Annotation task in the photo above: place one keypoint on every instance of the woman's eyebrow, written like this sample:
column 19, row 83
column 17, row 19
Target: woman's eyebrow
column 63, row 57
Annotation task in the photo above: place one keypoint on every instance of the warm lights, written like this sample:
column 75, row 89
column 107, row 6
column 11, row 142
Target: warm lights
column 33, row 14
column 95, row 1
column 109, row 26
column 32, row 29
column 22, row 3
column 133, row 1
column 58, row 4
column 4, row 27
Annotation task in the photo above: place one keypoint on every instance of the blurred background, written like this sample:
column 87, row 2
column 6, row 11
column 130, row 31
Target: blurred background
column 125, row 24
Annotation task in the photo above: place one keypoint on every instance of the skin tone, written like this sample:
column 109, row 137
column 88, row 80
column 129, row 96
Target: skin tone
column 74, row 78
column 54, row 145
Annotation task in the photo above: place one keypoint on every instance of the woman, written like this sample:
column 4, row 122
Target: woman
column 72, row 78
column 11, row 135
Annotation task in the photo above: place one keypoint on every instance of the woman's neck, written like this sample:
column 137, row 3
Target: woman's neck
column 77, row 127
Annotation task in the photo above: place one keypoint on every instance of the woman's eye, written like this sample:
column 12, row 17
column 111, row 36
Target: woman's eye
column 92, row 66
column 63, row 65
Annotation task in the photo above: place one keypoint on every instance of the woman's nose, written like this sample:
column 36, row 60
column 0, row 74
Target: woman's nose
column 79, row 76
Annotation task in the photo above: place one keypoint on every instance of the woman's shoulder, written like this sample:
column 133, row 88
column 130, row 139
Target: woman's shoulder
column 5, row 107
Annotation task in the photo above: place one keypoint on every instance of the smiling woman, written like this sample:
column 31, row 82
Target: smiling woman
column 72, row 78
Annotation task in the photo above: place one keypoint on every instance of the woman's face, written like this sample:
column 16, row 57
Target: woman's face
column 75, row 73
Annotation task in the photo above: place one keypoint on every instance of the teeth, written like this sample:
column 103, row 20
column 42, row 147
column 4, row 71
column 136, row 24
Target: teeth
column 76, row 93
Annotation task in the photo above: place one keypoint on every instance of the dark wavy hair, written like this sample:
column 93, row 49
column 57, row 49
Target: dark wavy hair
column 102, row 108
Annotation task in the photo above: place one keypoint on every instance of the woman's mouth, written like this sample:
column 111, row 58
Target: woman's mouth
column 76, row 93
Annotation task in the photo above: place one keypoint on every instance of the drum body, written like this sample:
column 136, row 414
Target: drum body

◇ ◇ ◇

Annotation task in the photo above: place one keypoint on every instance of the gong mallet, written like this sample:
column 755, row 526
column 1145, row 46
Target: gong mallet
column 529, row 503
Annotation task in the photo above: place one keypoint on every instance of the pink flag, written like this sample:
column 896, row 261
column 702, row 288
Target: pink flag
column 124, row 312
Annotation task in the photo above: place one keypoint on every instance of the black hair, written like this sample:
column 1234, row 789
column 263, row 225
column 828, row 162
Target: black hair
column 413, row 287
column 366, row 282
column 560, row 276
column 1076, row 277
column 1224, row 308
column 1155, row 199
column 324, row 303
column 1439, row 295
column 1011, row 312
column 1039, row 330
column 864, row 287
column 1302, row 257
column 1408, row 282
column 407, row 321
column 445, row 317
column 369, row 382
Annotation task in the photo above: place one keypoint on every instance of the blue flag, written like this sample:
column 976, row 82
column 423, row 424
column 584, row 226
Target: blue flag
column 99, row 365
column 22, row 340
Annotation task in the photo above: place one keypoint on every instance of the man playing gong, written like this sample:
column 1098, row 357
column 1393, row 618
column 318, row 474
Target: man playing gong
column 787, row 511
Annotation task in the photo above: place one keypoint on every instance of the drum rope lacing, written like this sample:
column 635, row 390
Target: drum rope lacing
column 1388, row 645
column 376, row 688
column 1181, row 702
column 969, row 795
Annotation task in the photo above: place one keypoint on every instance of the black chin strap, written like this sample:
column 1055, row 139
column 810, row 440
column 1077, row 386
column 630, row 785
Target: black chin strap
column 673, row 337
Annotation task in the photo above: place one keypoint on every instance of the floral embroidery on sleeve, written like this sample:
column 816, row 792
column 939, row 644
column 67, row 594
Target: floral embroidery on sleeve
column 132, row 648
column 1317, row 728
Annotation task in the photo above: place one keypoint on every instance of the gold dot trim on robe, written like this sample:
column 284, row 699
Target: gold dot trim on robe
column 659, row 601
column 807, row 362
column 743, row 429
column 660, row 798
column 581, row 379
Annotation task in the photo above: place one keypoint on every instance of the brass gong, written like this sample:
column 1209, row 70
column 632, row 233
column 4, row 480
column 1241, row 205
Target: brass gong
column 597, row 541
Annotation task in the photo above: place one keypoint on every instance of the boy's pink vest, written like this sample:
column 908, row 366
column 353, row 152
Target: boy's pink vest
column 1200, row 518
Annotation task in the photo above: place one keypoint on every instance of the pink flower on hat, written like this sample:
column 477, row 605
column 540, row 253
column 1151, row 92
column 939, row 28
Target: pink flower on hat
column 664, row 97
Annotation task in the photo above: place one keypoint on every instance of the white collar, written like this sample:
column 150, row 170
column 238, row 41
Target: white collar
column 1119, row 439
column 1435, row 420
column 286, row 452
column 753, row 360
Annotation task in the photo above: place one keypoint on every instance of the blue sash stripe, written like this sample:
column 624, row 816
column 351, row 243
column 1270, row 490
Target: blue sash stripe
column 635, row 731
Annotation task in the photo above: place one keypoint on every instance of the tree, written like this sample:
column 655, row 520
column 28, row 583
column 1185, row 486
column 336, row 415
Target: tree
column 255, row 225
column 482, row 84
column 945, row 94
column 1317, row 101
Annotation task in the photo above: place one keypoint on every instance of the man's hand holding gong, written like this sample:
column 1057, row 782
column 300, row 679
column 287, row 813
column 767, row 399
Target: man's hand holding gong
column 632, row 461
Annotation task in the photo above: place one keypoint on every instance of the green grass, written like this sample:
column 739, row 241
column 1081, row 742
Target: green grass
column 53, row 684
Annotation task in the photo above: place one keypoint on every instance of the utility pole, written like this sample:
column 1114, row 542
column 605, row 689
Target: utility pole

◇ ◇ ◇

* 书面指令 *
请把从含有“of the gold”的那一行起、到含有“column 664, row 97”的那一行为止的各行整理成编号列表，首尾两行都包括在内，空行不列入。

* 任务输出 *
1. Annotation task in the photo above: place one keypoint on every instance of the gold dot trim on robe, written like this sample:
2. column 284, row 699
3. Target: gold dot trim on robe
4. column 659, row 601
5. column 807, row 362
6. column 743, row 429
7. column 660, row 798
8. column 581, row 379
9. Annotation task in the photo above: place one keypoint on every instance of the brass gong, written like this sample:
10. column 1209, row 70
11. column 632, row 233
12. column 4, row 480
13. column 1241, row 205
14. Target: brass gong
15. column 597, row 541
16. Annotation task in the photo above: place one keypoint on every instance of the boy's pink vest, written like this sample:
17. column 908, row 366
18. column 353, row 152
19. Target: boy's pink vest
20. column 1200, row 518
21. Annotation task in the photo above: place one keypoint on every instance of the pink flower on hat, written like this sample:
22. column 477, row 605
23. column 540, row 253
24. column 1151, row 92
25. column 939, row 28
26. Target: pink flower on hat
27. column 664, row 97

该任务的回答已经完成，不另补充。